**YOUR OBJECTIVE**
From the winter salad text below, list each step of the simple principle it gives for making a winter salad.

The Winter Salad Recipes Worth Making When It Gets Cold Outside
The winter salad has a reputation problem. Most people associate salad with summer — with cold plates of tomato and cucumber eaten in the heat, dressed lightly and consumed quickly. The idea of making a salad in winter can feel counterintuitive, even slightly masochistic. This is a misunderstanding. Winter salads are not summer salads eaten in the cold. They are an entirely different category of dish: roasted, warm, hearty, and built around the vegetables, grains, and bold flavours that winter produces at its very best.
The principle is simple: roast your vegetables, use warm grains as a base, lean into bitter greens that hold up to heat and richness, and dress everything with something that has genuine acidity and depth. The result is a salad that is as satisfying as a proper winter meal — because it is one.
Here are the recipes worth keeping in your rotation from May through to August.
Roasted Butternut, Lentil and Feta Salad with Harissa Dressing
This is a weeknight staple for good reason. Butternut caramelises in the oven with a beauty that nothing else quite replicates — sweet at the edges, tender in the centre — and it pairs naturally with the earthiness of lentils and the sharp, salty pop of good feta.

**GIVEN RECORDS**
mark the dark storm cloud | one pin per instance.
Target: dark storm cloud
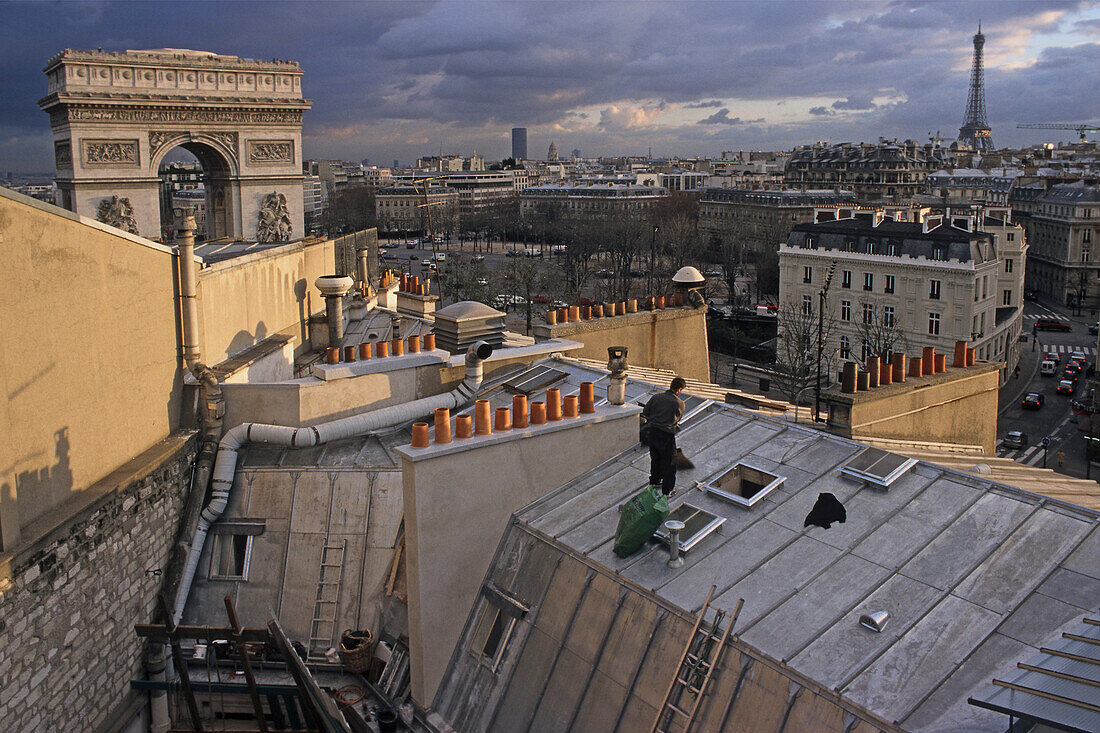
(389, 79)
(855, 101)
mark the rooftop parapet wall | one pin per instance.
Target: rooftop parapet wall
(671, 338)
(458, 500)
(956, 405)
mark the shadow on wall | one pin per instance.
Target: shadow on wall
(301, 295)
(42, 489)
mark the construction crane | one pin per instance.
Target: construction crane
(1081, 129)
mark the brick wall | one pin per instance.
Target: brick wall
(69, 602)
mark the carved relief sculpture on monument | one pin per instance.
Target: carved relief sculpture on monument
(117, 211)
(274, 222)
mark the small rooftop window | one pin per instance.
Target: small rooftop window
(697, 525)
(878, 467)
(744, 484)
(535, 379)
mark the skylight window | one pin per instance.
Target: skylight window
(535, 379)
(877, 467)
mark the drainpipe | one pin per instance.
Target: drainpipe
(279, 435)
(212, 408)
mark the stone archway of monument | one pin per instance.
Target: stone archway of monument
(220, 174)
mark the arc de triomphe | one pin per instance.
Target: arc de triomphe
(114, 116)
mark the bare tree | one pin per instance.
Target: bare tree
(881, 332)
(800, 328)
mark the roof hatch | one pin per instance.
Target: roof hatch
(744, 484)
(878, 467)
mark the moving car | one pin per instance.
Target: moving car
(1032, 401)
(1052, 325)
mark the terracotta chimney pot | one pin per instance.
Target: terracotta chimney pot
(518, 411)
(442, 425)
(482, 425)
(553, 404)
(419, 435)
(503, 419)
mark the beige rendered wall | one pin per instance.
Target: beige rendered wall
(673, 339)
(245, 299)
(958, 406)
(458, 500)
(88, 356)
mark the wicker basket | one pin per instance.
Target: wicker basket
(355, 649)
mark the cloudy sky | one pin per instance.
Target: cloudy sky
(400, 79)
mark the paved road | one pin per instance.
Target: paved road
(1055, 419)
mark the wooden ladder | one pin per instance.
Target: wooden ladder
(322, 631)
(701, 655)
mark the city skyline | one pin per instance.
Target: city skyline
(399, 80)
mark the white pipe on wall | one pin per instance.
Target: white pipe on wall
(224, 468)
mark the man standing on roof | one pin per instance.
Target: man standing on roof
(661, 415)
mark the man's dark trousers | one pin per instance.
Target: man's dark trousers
(662, 449)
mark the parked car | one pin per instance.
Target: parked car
(1052, 325)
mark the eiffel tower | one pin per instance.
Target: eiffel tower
(975, 131)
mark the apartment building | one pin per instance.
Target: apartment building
(1062, 226)
(400, 208)
(760, 219)
(900, 285)
(875, 172)
(592, 200)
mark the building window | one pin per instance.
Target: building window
(230, 557)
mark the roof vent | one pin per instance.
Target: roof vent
(878, 467)
(744, 484)
(876, 621)
(461, 325)
(697, 524)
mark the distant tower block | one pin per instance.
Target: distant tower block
(519, 143)
(975, 131)
(116, 116)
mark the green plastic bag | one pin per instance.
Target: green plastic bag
(640, 518)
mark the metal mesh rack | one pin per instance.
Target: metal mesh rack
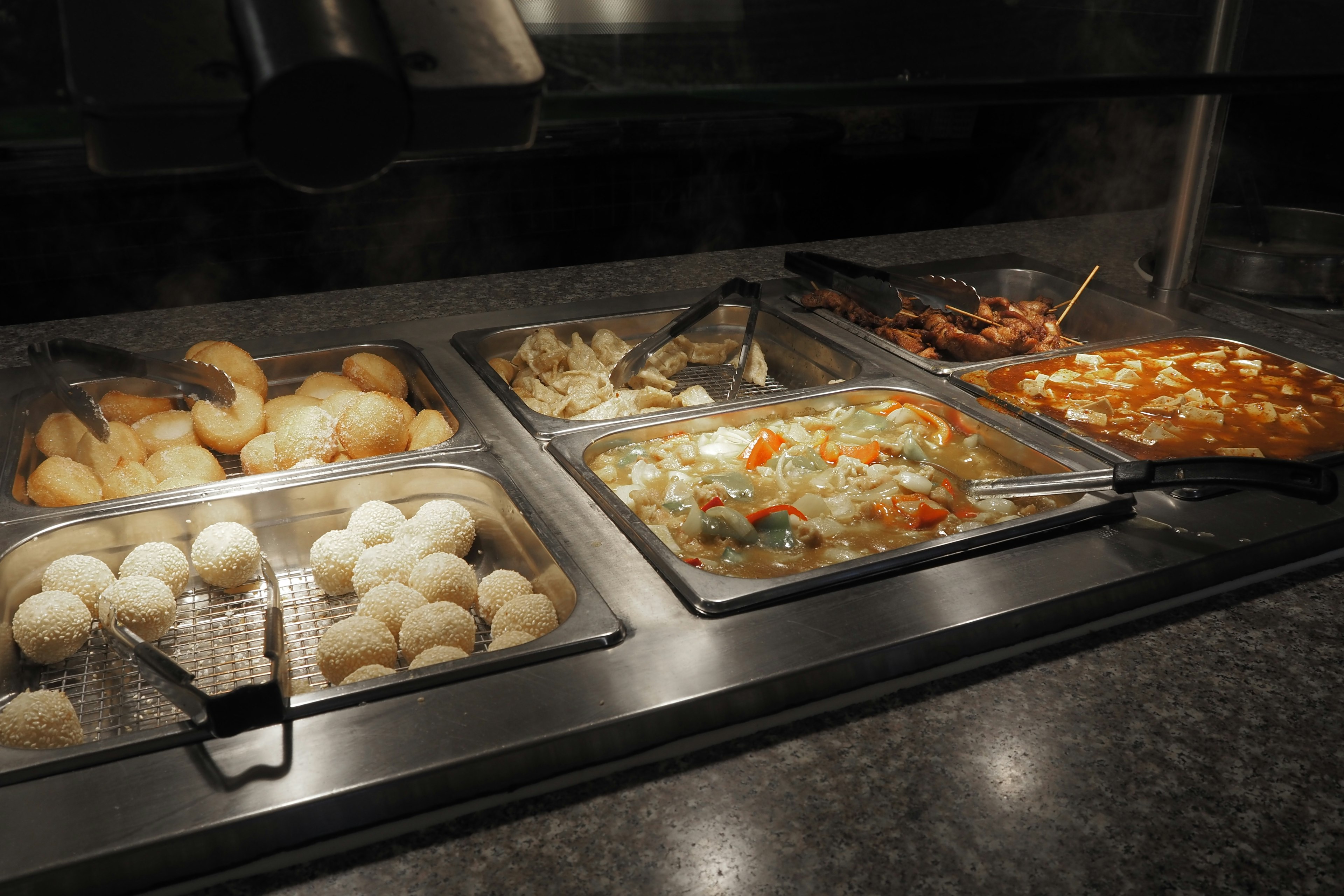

**ANSWER TO THE TASK**
- Roast your vegetables.
- Use warm grains as a base.
- Lean into bitter greens that hold up to heat and richness.
- Dress everything with something that has genuine acidity and depth.